* **Task to carry out**
The answer must be the full set of records, repeated exactly.

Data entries
---
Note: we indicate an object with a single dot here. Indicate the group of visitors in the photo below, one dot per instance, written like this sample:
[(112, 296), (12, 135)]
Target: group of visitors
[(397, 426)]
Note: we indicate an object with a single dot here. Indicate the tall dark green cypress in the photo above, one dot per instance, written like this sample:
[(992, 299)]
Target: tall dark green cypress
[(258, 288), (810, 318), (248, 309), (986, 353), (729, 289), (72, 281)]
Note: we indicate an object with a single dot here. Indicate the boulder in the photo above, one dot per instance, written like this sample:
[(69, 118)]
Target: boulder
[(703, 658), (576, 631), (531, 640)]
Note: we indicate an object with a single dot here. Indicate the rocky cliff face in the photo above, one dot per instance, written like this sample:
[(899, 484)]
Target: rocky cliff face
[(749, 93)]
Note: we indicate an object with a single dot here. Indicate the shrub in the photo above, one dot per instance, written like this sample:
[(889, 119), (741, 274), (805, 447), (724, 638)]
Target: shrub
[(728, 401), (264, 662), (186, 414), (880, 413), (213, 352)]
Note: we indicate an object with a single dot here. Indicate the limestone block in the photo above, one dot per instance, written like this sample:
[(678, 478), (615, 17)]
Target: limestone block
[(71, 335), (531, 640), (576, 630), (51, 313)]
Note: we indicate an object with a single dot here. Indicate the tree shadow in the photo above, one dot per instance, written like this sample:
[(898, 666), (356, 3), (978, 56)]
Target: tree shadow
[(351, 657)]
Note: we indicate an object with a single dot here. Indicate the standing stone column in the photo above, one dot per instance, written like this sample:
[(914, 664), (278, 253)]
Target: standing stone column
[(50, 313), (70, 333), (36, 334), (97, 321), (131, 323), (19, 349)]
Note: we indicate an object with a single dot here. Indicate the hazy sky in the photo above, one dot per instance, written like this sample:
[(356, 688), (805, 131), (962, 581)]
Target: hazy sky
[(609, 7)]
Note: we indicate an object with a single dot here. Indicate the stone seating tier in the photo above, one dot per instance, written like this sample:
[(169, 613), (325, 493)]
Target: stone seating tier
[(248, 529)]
---
* **Completed task**
Note: we indicate an object with a single dot here. Indicate the group of visitors in the photo below, one dot per instance, written like this sample:
[(112, 296), (12, 135)]
Target: group of visitors
[(397, 426)]
Note: we indicate an object with a single dot here. Indicate the tall dark green cypress in the photo above, one dot per instance, written like this sample:
[(992, 299)]
Target: tall dark green cypress
[(258, 288), (810, 318), (248, 309), (986, 353), (729, 289), (72, 281)]
Note: we indicate an object with a single dot here. Indicate the boulder in the photo above, one dot per instance, written like this sample:
[(69, 118)]
Target: boulder
[(703, 658), (576, 631), (531, 640)]
Note: we indicate an object with a single dot here. Indicate the rocky cliff face in the photo above, one dot per instance, written like this sample:
[(899, 484)]
Target: rocky cliff face
[(749, 93)]
Note: we indicate an object with a single dot here. Indicate the shrub in the photo above, one dot per instance, written like this sample:
[(889, 119), (741, 274), (805, 447), (724, 638)]
Target: shrub
[(728, 401), (264, 662), (186, 414), (880, 413), (213, 352)]
Note: we indicate an object with a single dot here. Indicate the limestone block in the photo above, one dot per instance, written like this sample:
[(678, 478), (615, 17)]
Target: limestone block
[(71, 335), (531, 640), (576, 630), (51, 313)]
Note: we indicate an object with a single dot here. Indicate the tree shadow in the photo above, one dot per instance, written like this sample:
[(898, 666), (356, 3), (978, 56)]
Target: tree shadow
[(351, 657)]
Note: we indicate an object with a single dot here. Indicate the standing stone column in the photo above, one dot per instance, written like this sample:
[(914, 664), (278, 253)]
Target: standing stone column
[(50, 313), (70, 333), (36, 334), (97, 321), (131, 323), (19, 349)]
Note: we indicate an object with a single dot here. Indicate the hazy sky in the photo above, one dot per instance, written like this sample:
[(356, 688), (805, 131), (962, 581)]
Target: hazy sky
[(609, 7)]
Note: we indicate an object with a single dot here. Indicate the stone seating tier in the photo above, one dot per instance, written like this sample:
[(169, 613), (325, 493)]
Target: stone seating tier
[(248, 529)]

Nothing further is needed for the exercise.